▸ Goal: Locate each line in the records below that contains the string "young", and copy every such line.

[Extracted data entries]
==================================================

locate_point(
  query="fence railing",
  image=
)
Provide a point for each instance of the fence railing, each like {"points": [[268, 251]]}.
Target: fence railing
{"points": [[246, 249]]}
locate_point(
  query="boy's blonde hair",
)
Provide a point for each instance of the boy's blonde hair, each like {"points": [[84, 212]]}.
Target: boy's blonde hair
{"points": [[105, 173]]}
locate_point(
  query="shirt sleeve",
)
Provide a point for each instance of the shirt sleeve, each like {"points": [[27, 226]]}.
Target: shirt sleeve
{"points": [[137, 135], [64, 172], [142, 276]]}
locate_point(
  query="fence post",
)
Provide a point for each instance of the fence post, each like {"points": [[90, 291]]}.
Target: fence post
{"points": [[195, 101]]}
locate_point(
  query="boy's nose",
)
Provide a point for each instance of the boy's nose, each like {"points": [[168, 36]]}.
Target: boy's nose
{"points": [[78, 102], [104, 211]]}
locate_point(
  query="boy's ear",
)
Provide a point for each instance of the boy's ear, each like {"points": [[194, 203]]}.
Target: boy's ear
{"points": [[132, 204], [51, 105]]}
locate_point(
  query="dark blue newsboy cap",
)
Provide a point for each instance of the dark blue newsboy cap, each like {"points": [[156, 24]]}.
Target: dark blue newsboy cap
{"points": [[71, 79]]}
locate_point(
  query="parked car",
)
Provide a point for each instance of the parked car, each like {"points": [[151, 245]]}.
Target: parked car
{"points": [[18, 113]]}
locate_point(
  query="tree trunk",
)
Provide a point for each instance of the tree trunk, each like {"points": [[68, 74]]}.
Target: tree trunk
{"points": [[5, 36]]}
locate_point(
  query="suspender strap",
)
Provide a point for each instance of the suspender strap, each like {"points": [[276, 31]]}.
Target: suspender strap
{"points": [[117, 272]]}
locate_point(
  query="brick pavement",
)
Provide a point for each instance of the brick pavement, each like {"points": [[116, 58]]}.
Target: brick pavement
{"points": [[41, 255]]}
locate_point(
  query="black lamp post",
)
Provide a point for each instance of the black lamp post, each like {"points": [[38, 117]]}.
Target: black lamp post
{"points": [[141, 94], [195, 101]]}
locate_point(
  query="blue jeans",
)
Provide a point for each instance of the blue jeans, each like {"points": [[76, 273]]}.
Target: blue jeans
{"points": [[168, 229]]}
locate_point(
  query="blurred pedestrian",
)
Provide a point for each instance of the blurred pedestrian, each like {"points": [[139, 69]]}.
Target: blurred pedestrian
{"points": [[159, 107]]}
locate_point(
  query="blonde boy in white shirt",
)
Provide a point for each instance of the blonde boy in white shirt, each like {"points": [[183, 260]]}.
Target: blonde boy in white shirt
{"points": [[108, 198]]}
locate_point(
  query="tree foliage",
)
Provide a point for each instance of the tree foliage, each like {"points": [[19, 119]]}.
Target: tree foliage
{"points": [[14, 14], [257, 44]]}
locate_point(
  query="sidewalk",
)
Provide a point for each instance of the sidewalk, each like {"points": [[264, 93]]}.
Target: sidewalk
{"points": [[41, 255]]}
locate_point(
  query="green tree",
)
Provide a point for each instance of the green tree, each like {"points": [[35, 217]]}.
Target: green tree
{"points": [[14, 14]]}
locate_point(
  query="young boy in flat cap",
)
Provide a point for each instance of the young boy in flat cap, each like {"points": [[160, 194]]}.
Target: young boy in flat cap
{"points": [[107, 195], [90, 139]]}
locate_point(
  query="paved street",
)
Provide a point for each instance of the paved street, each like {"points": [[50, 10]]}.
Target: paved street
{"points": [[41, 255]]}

==================================================

▸ Answer to the exercise:
  query="young boy in flat cap",
Provide a point for each instance of the young boy in flat cap, each like {"points": [[160, 194]]}.
Target: young boy in flat cap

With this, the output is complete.